§ What the task asks
Please copy out every line in the entries that includes the word "below".

** Opening Provided records block **

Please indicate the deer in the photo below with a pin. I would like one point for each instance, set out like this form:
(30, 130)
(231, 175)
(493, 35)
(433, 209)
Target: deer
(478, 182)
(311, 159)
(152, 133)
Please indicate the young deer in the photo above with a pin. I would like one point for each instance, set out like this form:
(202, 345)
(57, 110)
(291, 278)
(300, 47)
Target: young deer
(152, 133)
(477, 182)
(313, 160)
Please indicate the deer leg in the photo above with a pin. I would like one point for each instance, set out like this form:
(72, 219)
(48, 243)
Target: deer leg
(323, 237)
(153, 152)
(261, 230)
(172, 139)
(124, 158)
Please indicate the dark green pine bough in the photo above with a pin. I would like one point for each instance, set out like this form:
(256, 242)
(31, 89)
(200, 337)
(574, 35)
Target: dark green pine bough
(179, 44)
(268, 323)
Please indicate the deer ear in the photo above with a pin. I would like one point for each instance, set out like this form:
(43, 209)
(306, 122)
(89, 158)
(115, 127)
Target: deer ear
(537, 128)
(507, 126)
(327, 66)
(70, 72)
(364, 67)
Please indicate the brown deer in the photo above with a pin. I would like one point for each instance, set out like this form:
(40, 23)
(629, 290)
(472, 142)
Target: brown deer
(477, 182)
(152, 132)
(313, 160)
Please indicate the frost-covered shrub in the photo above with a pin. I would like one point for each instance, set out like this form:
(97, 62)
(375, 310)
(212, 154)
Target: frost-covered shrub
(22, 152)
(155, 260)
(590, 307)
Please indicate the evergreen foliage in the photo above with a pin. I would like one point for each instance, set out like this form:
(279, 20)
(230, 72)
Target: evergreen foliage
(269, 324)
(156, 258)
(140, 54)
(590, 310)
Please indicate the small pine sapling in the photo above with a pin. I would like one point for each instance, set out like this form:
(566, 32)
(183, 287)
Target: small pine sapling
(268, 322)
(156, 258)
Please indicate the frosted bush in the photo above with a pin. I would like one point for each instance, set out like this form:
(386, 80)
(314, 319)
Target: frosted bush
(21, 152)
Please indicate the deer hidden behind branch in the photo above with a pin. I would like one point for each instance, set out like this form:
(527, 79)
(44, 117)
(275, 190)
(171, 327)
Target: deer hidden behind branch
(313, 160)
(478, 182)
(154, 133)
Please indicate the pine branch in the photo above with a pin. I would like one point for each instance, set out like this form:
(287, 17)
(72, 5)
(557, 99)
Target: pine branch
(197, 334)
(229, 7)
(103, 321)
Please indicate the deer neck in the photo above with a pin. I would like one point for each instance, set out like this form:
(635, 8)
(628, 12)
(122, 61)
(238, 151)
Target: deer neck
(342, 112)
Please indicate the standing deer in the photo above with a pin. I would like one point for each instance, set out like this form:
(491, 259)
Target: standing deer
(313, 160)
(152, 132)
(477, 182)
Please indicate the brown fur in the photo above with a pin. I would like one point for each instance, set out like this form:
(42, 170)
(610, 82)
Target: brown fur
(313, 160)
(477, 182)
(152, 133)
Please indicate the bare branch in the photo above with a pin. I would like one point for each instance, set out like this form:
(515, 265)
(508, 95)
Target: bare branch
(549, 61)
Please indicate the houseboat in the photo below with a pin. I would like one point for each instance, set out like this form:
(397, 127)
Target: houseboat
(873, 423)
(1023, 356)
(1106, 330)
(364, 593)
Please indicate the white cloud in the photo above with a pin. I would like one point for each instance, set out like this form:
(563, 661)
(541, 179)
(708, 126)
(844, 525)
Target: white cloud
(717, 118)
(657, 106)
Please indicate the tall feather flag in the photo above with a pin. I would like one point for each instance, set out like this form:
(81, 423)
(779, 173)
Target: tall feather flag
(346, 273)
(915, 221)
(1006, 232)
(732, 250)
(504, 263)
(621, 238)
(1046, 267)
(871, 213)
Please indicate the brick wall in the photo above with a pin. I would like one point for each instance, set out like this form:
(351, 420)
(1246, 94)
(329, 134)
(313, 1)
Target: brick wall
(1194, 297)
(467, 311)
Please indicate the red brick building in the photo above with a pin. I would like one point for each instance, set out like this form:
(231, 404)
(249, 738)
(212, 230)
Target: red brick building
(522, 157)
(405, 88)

** Closing Provided records block **

§ Solution to this exercise
Please indicate the deer in the photo below with a pin. I would like one point for each instance, set out like this form:
Please indicate the houseboat in the photo below with a pin. I would like one point for each instance, set out like this form:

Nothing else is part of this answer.